• Kerjakan ini: Ubah paragraf dalam kutipan di bawah yang diawali "Anda akan temukan sebagian qari’" menjadi daftar poin yang lebih ringkas, dengan tetap memuat fakta utamanya.

7. Perhatian Sebagian Imam Dengan Banyaknya Yang Dibaca, Tidak Dengan Bagaimana Dia Membacanya.
Anda akan temukan sebagian qari’ berlomba-lomba dalam jumlah khataman al-Qur`an, sekalipun tidak dengan tadabbur, tidak juga dengan perhatian yang mendalam. Maka ini menyelisihi tujuan diturunkannya al-Quran.
Allah subhaanahu wata’aalaa berfriman,
كِتَٰبٌ أَنزَلنَٰهُ إِلَيكَ مُبَٰرَكٌ لِّيَدَّبَّرُوٓاْ ءَايَٰتِهِۦ وَلِيَتَذَكَّرَ أُوْلُواْ ٱلأَلبَٰبِ ٢٩
“Ini adalah sebuah kitab yang Kami turunkan kepadamu penuh dengan berkah supaya mereka memperhatikan ayat-ayatnya dan supaya mendapat pelajaran orang-orang yang mempunyai fikiran.” (QS. Shaad: 29)
Adalah salaf mereka berpandangan bahwa sedikit bacaan dari al-Quran dengan disertai tadabbur dan usaha memahami lebih baik daripada banyak membaca darinya dengan disertai kelalaian hati dan pikiran.
Ibnu ‘Abbas radhiyallaahu ‘anhuma berkata,
لَأَنْ أَقْرَأَ الْبَقَرَةَ وَآلَ عِمْرَانَ أُرَتِّلُهُمَا وَأَتَدَبَّرُهُمَا أَحَبُّ إليَّ مِنْ أَنْ أَقْرَأَ الْقُرْآنَ كُلَّهُ هَذْرَمَةً
“Sungguh aku membaca surat al-Baqarah dan Ali ‘Imran, aku membaca keduanya dengan tartil, dan tadabbur, lebih aku sukai daripada aku membaca keseluruhan al-Qur`an dengan cepat (tanpa tadabbur).” ([1])

• Entri yang diberikan:
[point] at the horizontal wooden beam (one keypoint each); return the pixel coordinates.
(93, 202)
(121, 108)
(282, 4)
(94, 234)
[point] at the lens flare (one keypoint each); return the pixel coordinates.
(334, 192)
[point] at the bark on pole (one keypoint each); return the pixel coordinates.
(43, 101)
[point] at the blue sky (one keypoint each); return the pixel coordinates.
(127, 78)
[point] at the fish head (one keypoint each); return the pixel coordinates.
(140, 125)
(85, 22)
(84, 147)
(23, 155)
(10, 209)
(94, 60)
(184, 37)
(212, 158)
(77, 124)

...

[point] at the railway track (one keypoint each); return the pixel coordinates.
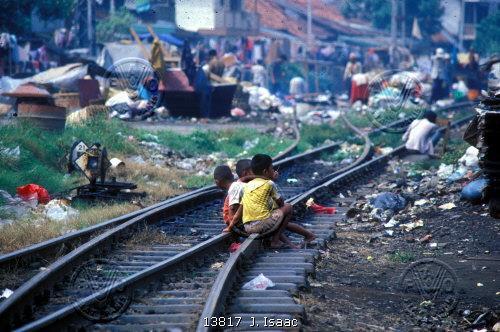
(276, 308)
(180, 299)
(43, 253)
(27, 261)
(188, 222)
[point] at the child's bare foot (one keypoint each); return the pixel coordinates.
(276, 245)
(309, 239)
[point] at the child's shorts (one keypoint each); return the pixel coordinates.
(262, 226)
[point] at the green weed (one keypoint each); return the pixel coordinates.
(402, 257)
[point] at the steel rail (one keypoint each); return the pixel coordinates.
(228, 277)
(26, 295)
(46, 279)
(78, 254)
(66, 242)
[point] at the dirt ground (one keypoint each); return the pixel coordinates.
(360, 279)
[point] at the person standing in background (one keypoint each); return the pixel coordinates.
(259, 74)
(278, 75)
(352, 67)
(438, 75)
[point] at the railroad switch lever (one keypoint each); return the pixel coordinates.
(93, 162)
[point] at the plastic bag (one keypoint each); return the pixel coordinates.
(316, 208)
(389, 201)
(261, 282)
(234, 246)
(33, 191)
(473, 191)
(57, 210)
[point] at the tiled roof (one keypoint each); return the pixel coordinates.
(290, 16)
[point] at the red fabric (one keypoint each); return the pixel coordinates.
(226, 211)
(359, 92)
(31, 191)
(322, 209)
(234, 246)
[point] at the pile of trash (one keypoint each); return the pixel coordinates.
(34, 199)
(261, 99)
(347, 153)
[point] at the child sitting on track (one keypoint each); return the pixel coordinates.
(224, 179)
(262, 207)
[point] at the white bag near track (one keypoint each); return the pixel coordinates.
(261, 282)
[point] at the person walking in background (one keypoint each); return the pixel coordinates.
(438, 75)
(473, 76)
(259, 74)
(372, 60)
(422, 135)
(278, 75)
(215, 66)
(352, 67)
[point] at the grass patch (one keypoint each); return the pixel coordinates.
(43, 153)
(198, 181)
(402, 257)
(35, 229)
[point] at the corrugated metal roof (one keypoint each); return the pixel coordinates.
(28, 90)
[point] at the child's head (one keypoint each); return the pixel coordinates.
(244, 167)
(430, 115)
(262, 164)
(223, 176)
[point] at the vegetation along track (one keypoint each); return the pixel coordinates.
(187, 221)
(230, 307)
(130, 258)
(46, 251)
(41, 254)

==

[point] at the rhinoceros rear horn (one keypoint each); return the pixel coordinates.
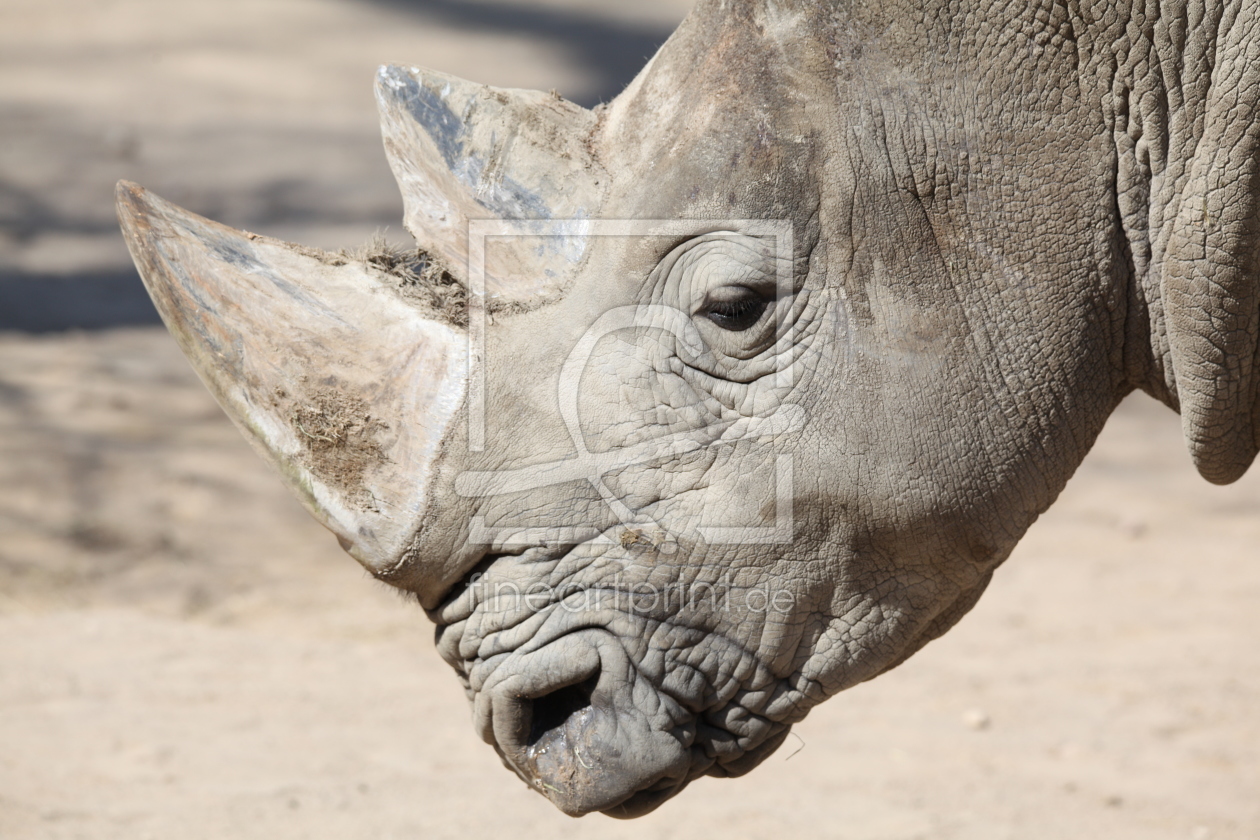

• Jawaban tugas:
- Sebagian qari’ berlomba-lomba memperbanyak jumlah khataman al-Qur`an.
- Mereka melakukannya tanpa tadabbur dan tanpa perhatian yang mendalam.
- Hal ini menyelisihi tujuan diturunkannya al-Qur`an.